TEXT:
[Start of section]

The current saga over the closure of EcoCash agents’ business goes some way to confirm the shortness of our government’s memory. Let’s go back a few years so that we understand the enduring character of the liquidity problem which the government has tried but failed to solve. As usual, however, the government is fixated with symptoms and scapegoats instead of confronting the problem.
Sometime in late 2013, towards Christmas and just a few months after the controversial elections, Zimbabwe began to experience cash shortages in the banking system. Banks had reportedly suffered a cash flight shortly after the elections, itself a sign of market disapproval. At the time, Zimbabwe was using the US dollar as the main currency with the ZAR a close second.
Early February 2014, the then acting Governor of the Reserve Bank of Zimbabwe, Charity Dhliwayo announced that additional new currencies would be included in the multi-currency pot. They included the Australian dollar, Chinese Yuan, Indian Rupee and Japanese Yen.
The authorities claimed this move would ease the liquidity challenges being faced in the market. It was much ado about nothing because those currencies had never been banned in the first place. The market had always been free to use them since it was a multi-currency environment since 2009. Needless to say, nothing else was heard of this policy after its announcement. It did not solve the liquidity problem.

[End of section]

DATA:
[Start of section]

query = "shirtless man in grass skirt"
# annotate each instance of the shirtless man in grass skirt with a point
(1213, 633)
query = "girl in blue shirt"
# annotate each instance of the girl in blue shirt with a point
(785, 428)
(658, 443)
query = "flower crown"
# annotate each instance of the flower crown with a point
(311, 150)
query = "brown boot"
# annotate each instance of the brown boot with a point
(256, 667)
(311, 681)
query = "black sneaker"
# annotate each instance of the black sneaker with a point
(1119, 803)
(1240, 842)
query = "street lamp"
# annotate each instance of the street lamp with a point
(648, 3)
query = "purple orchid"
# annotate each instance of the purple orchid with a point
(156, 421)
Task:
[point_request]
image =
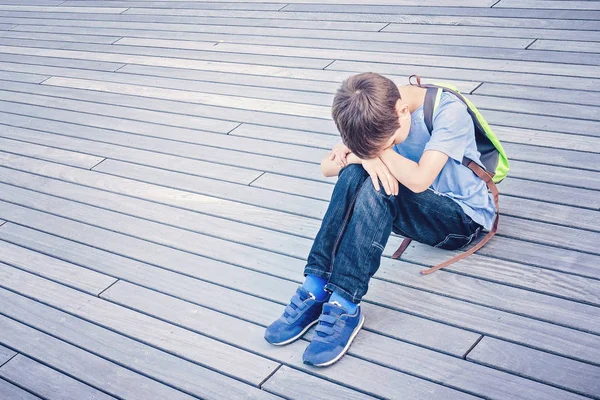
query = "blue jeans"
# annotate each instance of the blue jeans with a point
(359, 220)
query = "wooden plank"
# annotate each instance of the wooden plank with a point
(193, 116)
(552, 235)
(499, 76)
(118, 113)
(32, 2)
(403, 18)
(57, 9)
(288, 36)
(407, 58)
(368, 377)
(551, 193)
(49, 154)
(46, 382)
(549, 4)
(205, 205)
(373, 347)
(163, 161)
(544, 367)
(234, 102)
(489, 293)
(350, 40)
(458, 11)
(179, 4)
(212, 229)
(131, 354)
(22, 77)
(57, 207)
(190, 158)
(214, 188)
(242, 302)
(441, 3)
(322, 141)
(535, 254)
(547, 257)
(294, 384)
(497, 31)
(56, 270)
(103, 52)
(10, 391)
(5, 355)
(142, 15)
(60, 37)
(178, 341)
(55, 61)
(537, 93)
(553, 156)
(177, 77)
(86, 367)
(535, 107)
(556, 45)
(552, 140)
(565, 176)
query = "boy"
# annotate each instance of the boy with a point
(393, 176)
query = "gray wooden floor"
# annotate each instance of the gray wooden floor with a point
(160, 190)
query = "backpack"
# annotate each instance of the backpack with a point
(493, 158)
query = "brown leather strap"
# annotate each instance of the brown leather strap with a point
(402, 248)
(487, 178)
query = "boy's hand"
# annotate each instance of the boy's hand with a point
(380, 172)
(339, 155)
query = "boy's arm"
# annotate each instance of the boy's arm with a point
(415, 176)
(330, 168)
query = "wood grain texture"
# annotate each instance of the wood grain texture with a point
(46, 382)
(10, 391)
(84, 366)
(181, 342)
(134, 355)
(5, 354)
(544, 367)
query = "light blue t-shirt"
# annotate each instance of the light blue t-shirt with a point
(454, 135)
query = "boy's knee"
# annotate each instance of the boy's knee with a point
(352, 172)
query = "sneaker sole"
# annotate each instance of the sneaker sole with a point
(298, 336)
(356, 330)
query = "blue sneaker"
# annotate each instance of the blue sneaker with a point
(333, 336)
(299, 316)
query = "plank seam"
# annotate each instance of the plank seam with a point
(464, 357)
(104, 159)
(385, 306)
(388, 24)
(27, 390)
(269, 250)
(105, 358)
(535, 40)
(327, 66)
(106, 288)
(7, 361)
(260, 385)
(255, 179)
(229, 133)
(478, 86)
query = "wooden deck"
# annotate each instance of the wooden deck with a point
(160, 190)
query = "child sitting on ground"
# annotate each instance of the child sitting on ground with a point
(393, 176)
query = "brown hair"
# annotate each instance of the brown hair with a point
(364, 110)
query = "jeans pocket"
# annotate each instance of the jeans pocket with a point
(455, 242)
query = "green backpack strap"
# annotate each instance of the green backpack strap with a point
(432, 99)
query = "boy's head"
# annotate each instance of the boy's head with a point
(366, 111)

[End of section]

PROBLEM SET:
1. Translate this sentence from the text on Zimbabwe's cash shortages into Spanish: "Banks had reportedly suffered a cash flight shortly after the elections, itself a sign of market disapproval."
2. Continue the text on Zimbabwe's liquidity problem from where it stops.

RESULTS OF THE EXERCISE:
1. Según se informó, los bancos habían sufrido una fuga de efectivo poco después de las elecciones, lo cual era en sí mismo una señal de desaprobación del mercado.

2.
The problem of cash escalated throughout 2014. People spent hours in bank queues, hoping to get their wages or savings. They came from rural areas and spent cold winter nights in long queues, desperate for cash.
The banks rationed the little money they had in their vaults. Sometimes, after waiting up to 8 hours, they would only get a maximum of just $20, barely enough to take them back home. The fact is there was not enough hard cash to go around and satisfy demand in the market. Zimbabwe was not earning enough foreign currency from its limited exports. But it needed foreign currency for the ever-growing import bill.
The RBZ rationed the foreign currency it had, preference being given to importers of essential commodities like fuel and medical drugs. However, political elites took advantage of these facilities to get foreign currency for their business and personal interests.
The government tried to encourage the use of plastic money as an alternative to cash. However, there were parts of the domestic economy which remained cash dependent. The gospel of electronic money was not enough to convert participants in these parts of the economy that demand cash - commuter transport, vending, retail, etc. Platforms for electronic money transfer, such as EcoCash, OneMoney and Telecash, offered by mobile network operators were useful and convenient. But they did not totally replace the need for physical cash.
The situation became dire by the day. The scarcity of the US Dollar increased in severity throughout 2015 and 2016. Workers were earning their wages “USD” and these reflected on their bank accounts as such. But there wasn’t enough cash to back up these USD balances. If a worker was earning $400, he could only get $20 at a time from the bank. This fiction survived for a while because everyone believed the bank balances were actually USD balances. They had no incentive to believe otherwise.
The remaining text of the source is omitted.